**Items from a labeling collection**
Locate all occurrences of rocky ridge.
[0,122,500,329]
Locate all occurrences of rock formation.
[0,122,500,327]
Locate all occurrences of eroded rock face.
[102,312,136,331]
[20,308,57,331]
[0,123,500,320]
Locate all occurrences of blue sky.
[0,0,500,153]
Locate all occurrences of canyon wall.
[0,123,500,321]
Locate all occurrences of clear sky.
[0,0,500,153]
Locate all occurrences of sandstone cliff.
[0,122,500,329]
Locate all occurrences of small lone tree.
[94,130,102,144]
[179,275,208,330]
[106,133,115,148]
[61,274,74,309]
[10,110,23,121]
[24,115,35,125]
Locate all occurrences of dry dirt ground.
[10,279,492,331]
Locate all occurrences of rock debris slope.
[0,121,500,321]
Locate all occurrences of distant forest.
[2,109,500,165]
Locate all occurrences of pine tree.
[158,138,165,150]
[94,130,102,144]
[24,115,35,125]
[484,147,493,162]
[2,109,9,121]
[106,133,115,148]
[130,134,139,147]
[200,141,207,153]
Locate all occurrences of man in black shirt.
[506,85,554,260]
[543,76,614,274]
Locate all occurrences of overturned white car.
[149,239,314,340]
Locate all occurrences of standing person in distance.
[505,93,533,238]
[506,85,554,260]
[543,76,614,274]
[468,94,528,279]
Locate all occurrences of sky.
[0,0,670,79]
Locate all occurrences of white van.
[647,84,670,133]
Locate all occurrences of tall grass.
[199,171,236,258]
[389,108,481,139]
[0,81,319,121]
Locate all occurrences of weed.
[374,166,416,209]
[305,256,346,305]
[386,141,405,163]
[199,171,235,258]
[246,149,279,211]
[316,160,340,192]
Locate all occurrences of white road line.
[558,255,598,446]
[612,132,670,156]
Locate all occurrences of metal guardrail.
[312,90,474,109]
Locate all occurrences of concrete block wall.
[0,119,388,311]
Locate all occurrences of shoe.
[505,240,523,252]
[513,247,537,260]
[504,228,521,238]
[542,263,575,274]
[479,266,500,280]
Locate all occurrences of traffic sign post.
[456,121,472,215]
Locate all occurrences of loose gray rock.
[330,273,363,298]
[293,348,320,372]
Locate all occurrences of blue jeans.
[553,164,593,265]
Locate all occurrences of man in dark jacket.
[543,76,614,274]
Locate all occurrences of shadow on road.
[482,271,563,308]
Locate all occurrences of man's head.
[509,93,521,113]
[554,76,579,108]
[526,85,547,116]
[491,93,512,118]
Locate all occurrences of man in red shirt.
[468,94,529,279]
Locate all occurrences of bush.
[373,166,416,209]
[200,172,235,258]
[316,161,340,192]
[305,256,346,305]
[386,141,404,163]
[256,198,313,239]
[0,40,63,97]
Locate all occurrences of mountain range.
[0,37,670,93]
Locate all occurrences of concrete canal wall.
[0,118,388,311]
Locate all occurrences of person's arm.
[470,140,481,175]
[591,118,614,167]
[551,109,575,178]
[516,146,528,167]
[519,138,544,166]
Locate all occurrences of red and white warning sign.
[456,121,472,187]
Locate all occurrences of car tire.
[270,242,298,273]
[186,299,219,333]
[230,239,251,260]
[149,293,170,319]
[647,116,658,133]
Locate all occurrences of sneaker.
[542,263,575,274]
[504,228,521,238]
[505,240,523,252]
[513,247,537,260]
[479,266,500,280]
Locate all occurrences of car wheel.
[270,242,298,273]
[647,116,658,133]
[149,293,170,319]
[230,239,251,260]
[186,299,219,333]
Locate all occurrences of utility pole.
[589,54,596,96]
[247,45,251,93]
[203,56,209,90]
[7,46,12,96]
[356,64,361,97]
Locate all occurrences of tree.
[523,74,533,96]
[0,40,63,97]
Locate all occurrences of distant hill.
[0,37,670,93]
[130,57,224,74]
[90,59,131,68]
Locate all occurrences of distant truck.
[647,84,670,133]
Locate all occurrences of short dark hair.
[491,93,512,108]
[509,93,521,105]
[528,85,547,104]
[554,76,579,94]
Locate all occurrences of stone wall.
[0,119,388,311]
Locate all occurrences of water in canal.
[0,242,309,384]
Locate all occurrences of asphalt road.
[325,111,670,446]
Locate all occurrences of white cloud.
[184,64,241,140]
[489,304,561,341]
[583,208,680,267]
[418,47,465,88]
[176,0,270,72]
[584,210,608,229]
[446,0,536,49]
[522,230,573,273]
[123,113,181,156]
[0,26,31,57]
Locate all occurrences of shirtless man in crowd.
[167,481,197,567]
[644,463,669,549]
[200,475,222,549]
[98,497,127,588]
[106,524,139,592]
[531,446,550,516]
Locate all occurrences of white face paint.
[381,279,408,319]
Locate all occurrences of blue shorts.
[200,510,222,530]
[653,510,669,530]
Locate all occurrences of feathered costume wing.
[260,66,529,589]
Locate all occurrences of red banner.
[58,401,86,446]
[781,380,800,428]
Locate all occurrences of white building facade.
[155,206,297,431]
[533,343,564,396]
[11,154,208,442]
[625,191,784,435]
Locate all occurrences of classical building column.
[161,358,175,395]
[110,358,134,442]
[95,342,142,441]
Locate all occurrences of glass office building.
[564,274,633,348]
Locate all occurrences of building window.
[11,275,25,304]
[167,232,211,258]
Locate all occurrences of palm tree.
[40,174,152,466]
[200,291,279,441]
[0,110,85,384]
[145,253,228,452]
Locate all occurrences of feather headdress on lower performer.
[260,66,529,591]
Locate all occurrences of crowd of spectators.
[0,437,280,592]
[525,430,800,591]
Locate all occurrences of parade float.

**What you will do**
Can you lay out the material above as a numbered list, starting at the line containing "Locate all occurrences of man in red shirt." and ending at the line containing "[519,138,544,166]", with blank lines left out?

**Result**
1. Locate all occurrences of man in red shirt.
2. [468,94,529,279]
3. Locate all occurrences of bush.
4. [373,166,416,209]
5. [200,172,235,258]
6. [316,161,340,192]
7. [305,256,346,305]
8. [386,141,404,163]
9. [256,198,313,239]
10. [0,40,63,97]
11. Locate all occurrences of mountain range.
12. [0,37,670,93]
13. Locate all occurrences of concrete canal wall.
14. [0,118,388,311]
15. Locate all occurrences of person's arm.
16. [470,140,481,175]
17. [591,118,614,167]
18. [551,109,575,178]
19. [516,146,528,167]
20. [519,138,544,166]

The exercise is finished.